Task to carry out: Copy out the material below, replacing each "Annotation task" with "Labeling job" and leaving every other character as it is.

Stored data:
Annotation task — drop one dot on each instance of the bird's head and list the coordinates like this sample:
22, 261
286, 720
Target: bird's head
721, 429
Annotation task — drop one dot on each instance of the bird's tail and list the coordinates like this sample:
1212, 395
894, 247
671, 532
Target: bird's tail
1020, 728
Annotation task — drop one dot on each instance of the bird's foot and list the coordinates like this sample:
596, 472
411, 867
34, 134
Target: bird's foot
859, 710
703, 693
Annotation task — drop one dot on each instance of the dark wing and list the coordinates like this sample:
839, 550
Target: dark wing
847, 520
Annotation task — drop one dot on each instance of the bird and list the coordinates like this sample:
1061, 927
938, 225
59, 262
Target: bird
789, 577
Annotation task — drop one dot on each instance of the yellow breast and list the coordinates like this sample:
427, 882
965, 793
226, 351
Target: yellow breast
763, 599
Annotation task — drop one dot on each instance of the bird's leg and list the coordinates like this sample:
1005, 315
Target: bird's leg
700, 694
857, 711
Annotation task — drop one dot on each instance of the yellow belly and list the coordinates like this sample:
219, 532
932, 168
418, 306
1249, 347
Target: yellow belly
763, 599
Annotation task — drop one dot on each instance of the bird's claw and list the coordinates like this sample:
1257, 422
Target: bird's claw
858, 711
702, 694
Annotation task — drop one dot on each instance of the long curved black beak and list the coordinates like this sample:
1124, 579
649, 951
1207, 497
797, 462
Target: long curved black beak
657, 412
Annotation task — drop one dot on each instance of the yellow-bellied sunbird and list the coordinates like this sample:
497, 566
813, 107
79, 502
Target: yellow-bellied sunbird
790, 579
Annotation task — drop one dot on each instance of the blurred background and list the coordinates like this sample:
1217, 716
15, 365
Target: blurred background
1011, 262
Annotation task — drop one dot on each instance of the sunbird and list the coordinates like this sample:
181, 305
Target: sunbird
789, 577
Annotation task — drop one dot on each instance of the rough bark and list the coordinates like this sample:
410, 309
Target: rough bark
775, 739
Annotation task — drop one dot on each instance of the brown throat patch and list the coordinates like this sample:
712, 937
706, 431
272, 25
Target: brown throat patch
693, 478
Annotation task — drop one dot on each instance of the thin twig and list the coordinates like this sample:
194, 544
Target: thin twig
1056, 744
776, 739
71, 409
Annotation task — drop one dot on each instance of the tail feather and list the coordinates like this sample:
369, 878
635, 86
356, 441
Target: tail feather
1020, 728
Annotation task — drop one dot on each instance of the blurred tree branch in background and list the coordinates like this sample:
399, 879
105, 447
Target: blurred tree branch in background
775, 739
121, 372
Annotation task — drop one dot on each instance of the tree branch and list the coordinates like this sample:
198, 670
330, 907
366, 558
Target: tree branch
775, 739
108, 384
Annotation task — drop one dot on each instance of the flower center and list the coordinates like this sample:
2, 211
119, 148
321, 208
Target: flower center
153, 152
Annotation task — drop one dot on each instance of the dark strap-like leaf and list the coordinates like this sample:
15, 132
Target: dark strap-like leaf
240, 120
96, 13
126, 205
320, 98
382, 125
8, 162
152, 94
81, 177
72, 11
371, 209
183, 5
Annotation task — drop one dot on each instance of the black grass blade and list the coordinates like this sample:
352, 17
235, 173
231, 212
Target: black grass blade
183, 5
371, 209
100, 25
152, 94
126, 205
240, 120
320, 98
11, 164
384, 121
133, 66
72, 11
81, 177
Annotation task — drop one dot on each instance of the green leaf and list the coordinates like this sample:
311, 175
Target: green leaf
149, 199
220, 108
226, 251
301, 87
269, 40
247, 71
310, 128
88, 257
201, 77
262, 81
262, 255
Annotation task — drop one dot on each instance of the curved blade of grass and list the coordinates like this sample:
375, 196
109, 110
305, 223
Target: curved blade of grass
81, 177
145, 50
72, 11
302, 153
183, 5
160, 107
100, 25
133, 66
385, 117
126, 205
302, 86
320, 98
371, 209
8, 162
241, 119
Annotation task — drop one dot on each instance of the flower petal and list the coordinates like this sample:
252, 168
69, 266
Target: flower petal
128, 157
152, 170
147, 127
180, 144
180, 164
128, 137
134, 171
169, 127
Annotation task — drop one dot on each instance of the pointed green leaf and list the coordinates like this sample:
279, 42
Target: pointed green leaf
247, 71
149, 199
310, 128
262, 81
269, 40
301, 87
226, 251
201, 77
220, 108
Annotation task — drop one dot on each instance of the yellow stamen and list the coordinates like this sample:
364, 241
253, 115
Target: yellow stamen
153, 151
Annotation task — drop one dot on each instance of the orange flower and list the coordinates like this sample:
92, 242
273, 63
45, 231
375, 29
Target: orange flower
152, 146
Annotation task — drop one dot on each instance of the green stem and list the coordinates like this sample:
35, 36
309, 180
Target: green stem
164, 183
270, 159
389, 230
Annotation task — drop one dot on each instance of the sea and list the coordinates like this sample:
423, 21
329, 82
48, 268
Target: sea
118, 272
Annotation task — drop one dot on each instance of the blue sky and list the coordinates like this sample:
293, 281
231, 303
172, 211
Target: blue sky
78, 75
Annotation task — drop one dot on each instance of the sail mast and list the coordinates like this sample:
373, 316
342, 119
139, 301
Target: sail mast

Response for this exercise:
Labeling job — drop one dot on each instance of the bird's head and list the coordinates like this sample:
22, 261
286, 720
Target: bird's head
721, 429
Labeling job — drop one dot on each instance of the bird's tail and list the coordinates like this sample:
1212, 395
894, 247
671, 532
Target: bird's tail
1020, 728
Labeling job — drop one dot on each instance of the bird's foot and list the coordinates like this sample:
596, 472
411, 867
34, 134
Target: bird's foot
859, 710
703, 693
Labeling job — drop one dot on each instance of the dark wing and list the coordinates like this sample:
839, 550
Target: dark wing
847, 520
Labeling job — drop one dot on each instance of the bird and list the coordinates like this sample:
1061, 927
938, 225
59, 262
Target: bird
789, 577
Labeling job — drop one dot on each instance of the yellow breast and list the coordinates like this sample:
427, 882
965, 793
226, 351
Target: yellow breast
763, 599
Labeling job — drop one dot on each instance of the bird's leg and list the coordinates like this sample:
1005, 315
Target: bird's leg
700, 694
857, 711
Labeling job — drop one dot on each instance of the yellow belly and list the coordinates like this sample:
219, 532
932, 168
418, 306
1249, 347
Target: yellow belly
763, 599
Labeling job — drop one dot on each instance of the bird's claw and list the coordinates like this sample:
1257, 422
Target: bird's claw
858, 711
702, 694
Labeling job — drop one dot on each instance of the long curved black beak and list the coordinates like this sample:
1124, 579
649, 951
1207, 497
797, 462
Target: long curved black beak
657, 412
Labeling job — drop one dot on each instance of the yellow-bellied sunbird and list the coordinates like this sample:
497, 566
813, 107
79, 502
Target: yellow-bellied sunbird
790, 579
Labeling job — drop one dot on each instance of the blurred background and list the coordinates like this sample:
1217, 716
15, 365
Target: blurred background
1011, 262
Labeling job — drop one dot on each instance of the sunbird and list the coordinates like this sample:
181, 305
Target: sunbird
789, 577
Labeling job — drop one dot on each instance of the rough bark and list the coordinates like this sample:
410, 309
Target: rough bark
775, 739
Labeling job — drop one dot on each instance of the brown throat patch and list the coordinates like this sample:
712, 937
706, 431
272, 25
Target: brown throat patch
693, 478
Labeling job — drop one dot on each instance of the thin twig and list the coordinates like this sample:
194, 544
Target: thin twig
1056, 744
776, 739
71, 409
Labeling job — drop one dot on each instance of the tail feather and list the coordinates like this sample:
369, 878
635, 86
356, 441
Target: tail feather
1020, 728
Labeling job — drop one dot on each instance of the blurred tree branch in background and list the coordinates like this sample:
399, 879
105, 447
Target: blurred tree branch in background
775, 739
121, 372
Labeling job — drop one dot on each instance of the tree branch and list the coordinates like this sample:
198, 670
330, 907
366, 558
Target: tree branch
775, 739
108, 384
Labeling job — drop one dot on each instance of the flower center and list the coordinates like this sample:
2, 211
119, 148
321, 208
Target: flower center
153, 152
Labeling job — drop one dot on each instance of the dark strap-like leaf and list the coordinates like this sample:
15, 132
Target: dark strap-like leaf
240, 120
96, 13
126, 205
320, 98
382, 125
8, 162
152, 94
81, 177
72, 11
371, 209
183, 5
Labeling job — drop one dot on each instance of the black grass blade and list the coordinates like this sample:
352, 17
235, 173
231, 212
Target: black grass blade
183, 5
371, 209
100, 25
152, 94
126, 205
240, 120
320, 98
11, 164
384, 121
133, 66
72, 11
81, 177
Labeling job — drop one dot on each instance of the green leaf and list the coordinates like this sample:
311, 175
Target: green leaf
149, 199
220, 108
226, 251
301, 87
269, 40
247, 71
310, 128
88, 257
201, 77
262, 81
262, 255
Labeling job — drop one dot on each instance of the curved blade of grass and list the coordinates like this sample:
375, 196
109, 110
305, 223
Target: curved blade of grass
81, 177
145, 50
72, 11
302, 153
183, 5
160, 107
100, 25
133, 66
385, 117
126, 205
302, 86
320, 98
371, 209
8, 162
241, 119
Labeling job — drop one dot on each instance of the flower petal and list the coordinates like this sample:
252, 168
69, 266
Target: flower petal
128, 157
152, 170
147, 127
180, 144
180, 164
128, 137
134, 171
169, 127
Labeling job — drop one dot on each instance of the pointed green leaf and list the coordinates like this sample:
279, 42
Target: pointed green leaf
247, 71
149, 199
310, 128
262, 81
269, 40
301, 87
226, 251
201, 77
220, 108
Labeling job — drop one dot on each instance of the yellow stamen and list the coordinates like this sample:
364, 241
253, 115
Target: yellow stamen
153, 151
Labeling job — drop one dot on each instance of the orange flower and list the coordinates like this sample:
92, 242
273, 63
45, 231
375, 29
Target: orange flower
152, 146
Labeling job — drop one dot on each instance of the green stem and list the coordinates like this sample:
35, 36
309, 180
Target: green stem
164, 183
270, 159
389, 230
Labeling job — drop one dot on each instance of the sea and list the coordinates like this sample:
423, 21
329, 82
48, 268
Target: sea
118, 272
Labeling job — drop one dot on each instance of the blue sky and list the coordinates like this sample:
293, 281
231, 303
172, 211
Target: blue sky
78, 75
Labeling job — drop one dot on each instance of the sail mast and list the coordinates like this sample:
373, 316
342, 119
139, 301
Target: sail mast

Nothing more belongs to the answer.